## Given problem A
In the AfriCOBRA article, where and in what year was the art movement founded?
## Given problem B
In the AfriCOBRA article, condense the paragraph beginning "All 15 members will show" into a short bulleted list that keeps its main facts.
## Given problem C
Carry the AfriCOBRA article forward from its last sentence.

AfriCOBRA: the collective that helped shape the black arts movement

Exhibition celebrates the work of the group, founded in the 60s, and long rejected by the mainstream art community

With bright Kool-Aid colors (“Everyone was drinking Kool-Aid,” said the original member Barbara Jones-Hogu), political slogans and portraits of Duke Ellington and Malcolm X, the AfriCOBRA art movement was first founded in 1968 on the south side of Chicago by five artists who wanted to define a “black aesthetic”.

This month, the group is celebrating its 50th anniversary with a retrospective entitled AfriCOBRA: Now at the Kravets Wehby gallery in the Chelsea district of New York City.

“As civil rights activists and an integral part of the black power movement, this art group are still going strong,” said the gallerist Marc Wehby. “I wanted to show people: you’re not looking at a relic or a fossil, you’re looking at vibrant, influential artists who are still making work today.”

All 15 members will show their artworks and some will be featured again in the forthcoming Soul of a Nation: Art in the Age of Black Power exhibition that opens at the Brooklyn Museum on 14 September. It features the works of 60 African American artists from 1963 to 1983.

## Excerpted records
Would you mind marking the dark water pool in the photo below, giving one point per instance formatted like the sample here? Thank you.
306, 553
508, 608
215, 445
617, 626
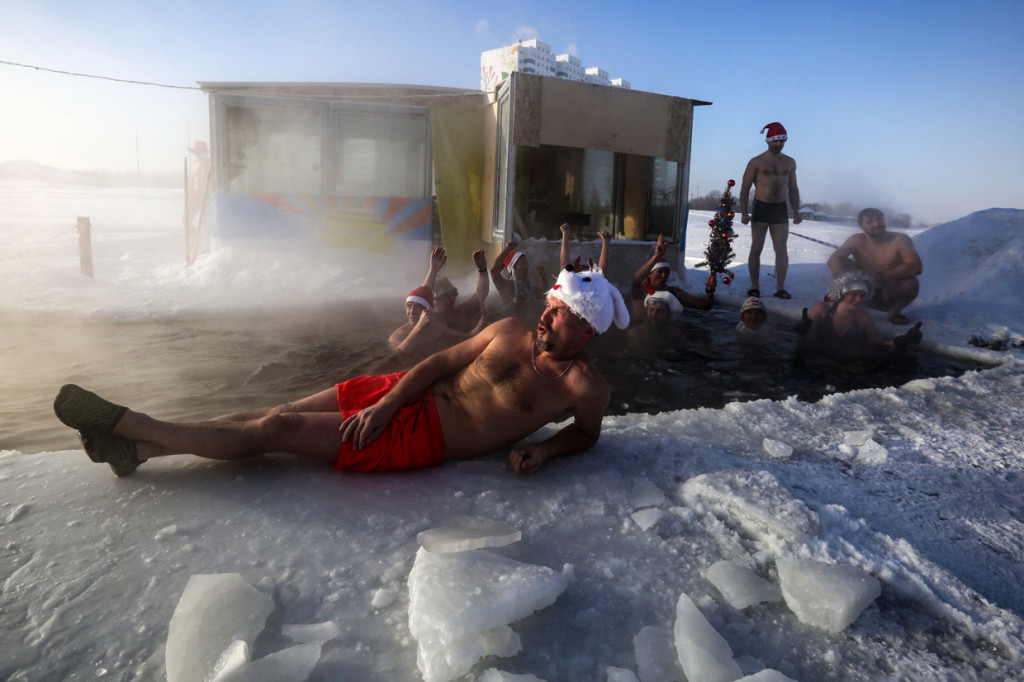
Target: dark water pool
719, 366
195, 366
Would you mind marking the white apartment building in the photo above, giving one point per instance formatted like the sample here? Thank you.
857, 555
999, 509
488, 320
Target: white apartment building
535, 56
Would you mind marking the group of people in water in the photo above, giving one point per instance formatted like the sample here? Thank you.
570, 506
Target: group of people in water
872, 269
488, 384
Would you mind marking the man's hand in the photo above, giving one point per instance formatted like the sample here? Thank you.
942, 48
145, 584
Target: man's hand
365, 425
660, 246
437, 258
711, 284
526, 460
804, 326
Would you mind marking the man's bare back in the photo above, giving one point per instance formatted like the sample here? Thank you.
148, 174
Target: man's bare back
888, 257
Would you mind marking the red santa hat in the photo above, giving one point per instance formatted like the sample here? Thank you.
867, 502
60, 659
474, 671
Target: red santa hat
510, 260
775, 131
423, 296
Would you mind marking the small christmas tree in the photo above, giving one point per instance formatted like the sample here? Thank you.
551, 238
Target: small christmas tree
719, 253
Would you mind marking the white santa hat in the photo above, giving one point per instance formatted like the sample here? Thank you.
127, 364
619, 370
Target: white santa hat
423, 296
591, 297
775, 131
665, 298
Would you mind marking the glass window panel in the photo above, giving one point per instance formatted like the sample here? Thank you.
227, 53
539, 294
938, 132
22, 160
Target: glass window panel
273, 151
380, 155
664, 199
598, 189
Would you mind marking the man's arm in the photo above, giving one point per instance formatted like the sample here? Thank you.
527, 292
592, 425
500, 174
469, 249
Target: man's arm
505, 289
844, 258
744, 188
602, 260
367, 424
563, 251
909, 266
578, 436
437, 260
636, 288
482, 288
795, 196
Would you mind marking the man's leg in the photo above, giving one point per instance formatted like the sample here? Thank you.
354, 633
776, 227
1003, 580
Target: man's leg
759, 230
779, 238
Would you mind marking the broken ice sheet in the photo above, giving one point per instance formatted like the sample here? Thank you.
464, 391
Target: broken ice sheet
214, 611
825, 595
453, 596
741, 587
704, 653
316, 632
646, 494
468, 533
753, 501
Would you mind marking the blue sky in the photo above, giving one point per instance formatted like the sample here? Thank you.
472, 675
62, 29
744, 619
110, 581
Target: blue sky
912, 105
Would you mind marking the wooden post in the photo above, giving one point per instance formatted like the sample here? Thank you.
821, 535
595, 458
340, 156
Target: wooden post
85, 245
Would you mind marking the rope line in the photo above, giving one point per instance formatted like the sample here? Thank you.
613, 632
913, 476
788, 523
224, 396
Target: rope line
102, 78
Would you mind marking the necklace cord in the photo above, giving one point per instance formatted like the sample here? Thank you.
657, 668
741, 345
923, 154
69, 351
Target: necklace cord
540, 374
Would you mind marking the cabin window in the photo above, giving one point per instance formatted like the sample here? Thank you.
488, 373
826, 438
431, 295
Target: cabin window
273, 150
380, 154
632, 197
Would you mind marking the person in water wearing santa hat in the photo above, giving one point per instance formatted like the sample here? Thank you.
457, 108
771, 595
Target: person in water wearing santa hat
472, 314
510, 272
773, 175
652, 276
484, 394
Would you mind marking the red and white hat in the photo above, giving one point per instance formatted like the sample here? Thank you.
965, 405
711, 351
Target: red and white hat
775, 131
592, 297
510, 260
423, 296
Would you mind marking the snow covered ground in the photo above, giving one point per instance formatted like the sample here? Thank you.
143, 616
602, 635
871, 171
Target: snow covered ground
918, 486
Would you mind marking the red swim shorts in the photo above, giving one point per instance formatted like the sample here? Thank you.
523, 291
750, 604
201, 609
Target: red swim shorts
412, 440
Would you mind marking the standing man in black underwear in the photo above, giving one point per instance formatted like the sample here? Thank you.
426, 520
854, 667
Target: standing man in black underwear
773, 175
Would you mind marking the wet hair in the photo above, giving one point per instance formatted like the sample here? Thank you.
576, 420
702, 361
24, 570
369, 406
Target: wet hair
869, 212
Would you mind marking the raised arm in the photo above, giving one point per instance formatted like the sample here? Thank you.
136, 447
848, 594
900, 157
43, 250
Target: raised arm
437, 260
602, 261
636, 288
482, 287
563, 252
505, 289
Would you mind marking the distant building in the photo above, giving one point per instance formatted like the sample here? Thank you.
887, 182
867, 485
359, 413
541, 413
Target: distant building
535, 56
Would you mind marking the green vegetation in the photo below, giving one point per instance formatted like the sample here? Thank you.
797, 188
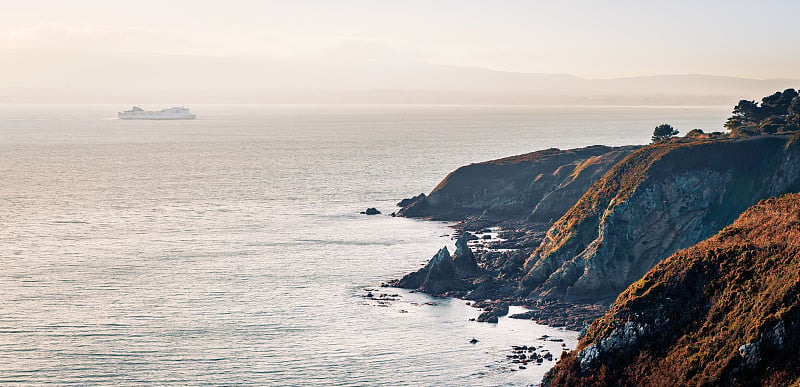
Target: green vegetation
778, 113
699, 308
663, 132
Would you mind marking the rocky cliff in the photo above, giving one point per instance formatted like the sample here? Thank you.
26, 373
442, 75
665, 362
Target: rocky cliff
723, 312
536, 187
657, 200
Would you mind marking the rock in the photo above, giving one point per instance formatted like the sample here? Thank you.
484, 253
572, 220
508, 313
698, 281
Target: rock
660, 199
409, 201
512, 188
464, 259
488, 317
371, 211
493, 312
722, 312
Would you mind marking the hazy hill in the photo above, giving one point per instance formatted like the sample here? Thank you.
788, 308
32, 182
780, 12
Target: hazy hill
27, 76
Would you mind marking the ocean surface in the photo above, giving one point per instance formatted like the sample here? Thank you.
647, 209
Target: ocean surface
230, 249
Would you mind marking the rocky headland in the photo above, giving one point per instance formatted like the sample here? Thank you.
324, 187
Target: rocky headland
611, 215
701, 297
723, 312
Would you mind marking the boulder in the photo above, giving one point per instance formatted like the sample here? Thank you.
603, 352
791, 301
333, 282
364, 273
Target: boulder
371, 211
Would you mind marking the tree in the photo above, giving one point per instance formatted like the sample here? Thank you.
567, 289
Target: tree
778, 103
748, 111
794, 107
663, 132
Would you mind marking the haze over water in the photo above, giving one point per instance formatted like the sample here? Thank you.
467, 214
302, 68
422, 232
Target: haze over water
229, 249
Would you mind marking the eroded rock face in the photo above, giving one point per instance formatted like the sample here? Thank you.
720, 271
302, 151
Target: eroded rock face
444, 273
723, 312
658, 200
535, 187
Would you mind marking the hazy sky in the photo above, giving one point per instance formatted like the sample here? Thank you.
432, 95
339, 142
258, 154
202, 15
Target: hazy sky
594, 39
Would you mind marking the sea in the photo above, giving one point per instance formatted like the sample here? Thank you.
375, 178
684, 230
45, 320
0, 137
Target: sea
230, 249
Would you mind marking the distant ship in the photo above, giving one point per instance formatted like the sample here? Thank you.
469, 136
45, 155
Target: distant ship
175, 113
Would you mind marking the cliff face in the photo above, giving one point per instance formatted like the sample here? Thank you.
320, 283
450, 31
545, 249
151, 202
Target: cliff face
657, 200
537, 187
723, 312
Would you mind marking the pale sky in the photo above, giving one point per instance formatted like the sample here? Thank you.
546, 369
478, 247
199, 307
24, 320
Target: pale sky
588, 39
595, 39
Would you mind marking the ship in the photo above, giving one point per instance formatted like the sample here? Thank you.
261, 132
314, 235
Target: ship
173, 113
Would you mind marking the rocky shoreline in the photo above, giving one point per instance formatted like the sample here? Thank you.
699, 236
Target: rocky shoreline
484, 271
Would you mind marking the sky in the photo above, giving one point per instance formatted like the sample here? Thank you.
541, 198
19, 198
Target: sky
587, 39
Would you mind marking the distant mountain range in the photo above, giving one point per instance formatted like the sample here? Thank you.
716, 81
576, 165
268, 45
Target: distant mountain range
29, 76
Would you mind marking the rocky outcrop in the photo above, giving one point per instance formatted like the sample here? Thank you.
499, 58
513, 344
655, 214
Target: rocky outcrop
659, 199
723, 312
371, 211
534, 187
444, 273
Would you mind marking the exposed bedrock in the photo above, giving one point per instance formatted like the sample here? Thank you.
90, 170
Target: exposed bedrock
725, 312
444, 273
536, 187
657, 200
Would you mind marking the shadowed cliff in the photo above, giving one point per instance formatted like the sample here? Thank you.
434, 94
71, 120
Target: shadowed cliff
723, 312
536, 187
659, 199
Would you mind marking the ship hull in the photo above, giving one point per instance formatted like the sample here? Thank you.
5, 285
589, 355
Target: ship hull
142, 117
175, 113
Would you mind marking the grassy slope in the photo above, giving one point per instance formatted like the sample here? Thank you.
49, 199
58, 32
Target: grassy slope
748, 158
701, 304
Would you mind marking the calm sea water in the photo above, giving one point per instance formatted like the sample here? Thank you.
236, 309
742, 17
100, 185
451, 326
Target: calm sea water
229, 249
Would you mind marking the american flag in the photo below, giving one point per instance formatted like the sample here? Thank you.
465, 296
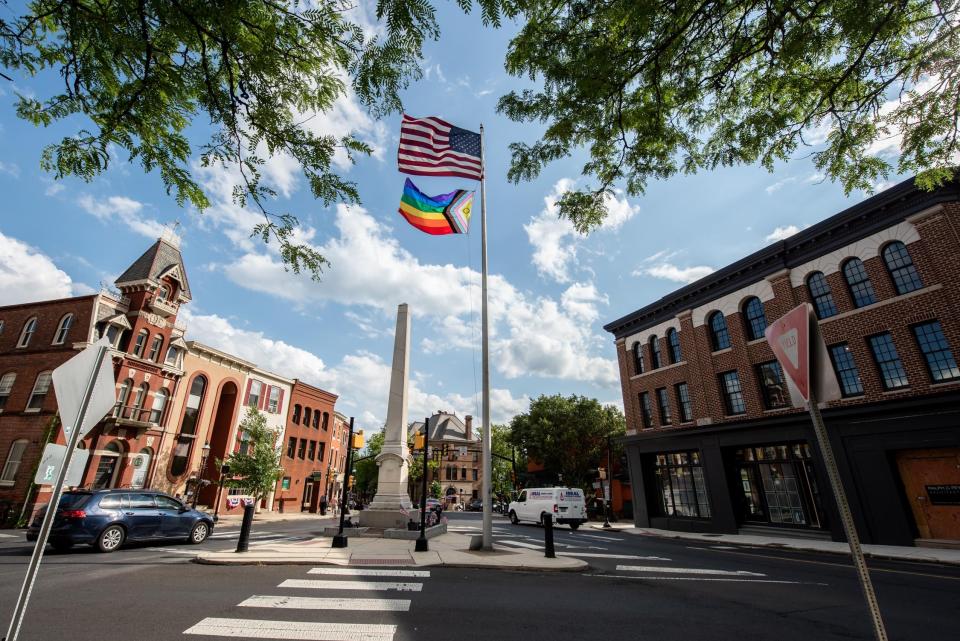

## Exercise output A
On the south side of Chicago, in 1968.

## Exercise output B
- All 15 AfriCOBRA members will show their artworks.
- Some will also appear in Soul of a Nation: Art in the Age of Black Power, opening at the Brooklyn Museum on 14 September.
- That exhibition features 60 African American artists from 1963 to 1983.

## Exercise output C
The first show highlights the origins of the collective, which began in the home studio of Wadsworth and Jae Jarrell, two artists who wanted to build an African American art community among their friends.

Their 1969 manifesto, Ten in Search of a Nation, historically reshaped the mindset of black art communities. The founding member Jeff Donaldson wrote that the goal was “to preach positivity to the people” while combining geometric abstraction and realistic imagery.

Their artwork wasn’t just intended to illustrate their manifesto – it sought to breathe new life into the world. “We were aware of the negative experiences in our present and past, but we wanted to accentuate the positive mode of thought and action,” Jones-Hogu wrote in 2008. “It was specific and functional by expressing statements about our existence as black people.”

Barbara Jones-Hogu - Blackmen We Need You, 1970
Black Men We Need You, by Barbara Jones-Hogu, 1970. Photograph: Courtesy of Kravets Wehby Gallery

Rhythm is a core element of the art collective’s work, but so is celebration of style, color and life. “We are not addressing racial antagonism, which speaks to power,” said the AfriCOBRA artist Michael Harris. “We are speaking to people within the community, so rather than squeezing into the canon, we’re saying let’s expand the canon to include what we do and who we are.”

A few of the group’s members were part of Chicago’s Organization of Black American Culture, which helped create the famous 1967 community mural the Wall of Respect, a revolutionary political artwork of black liberation that paid tribute to 50 black heroes, including Martin Luther King Jr, Aretha Franklin and WEB Du Bois.

Even though these artists came together to help each other, many were ignored by the art world. “People were uncertain about buying an artist who was black and that had a political agenda,” said Wehby. “You’d never see their work at auction or at the Museum of Modern Art, only at the institutions that focused on African American artists.”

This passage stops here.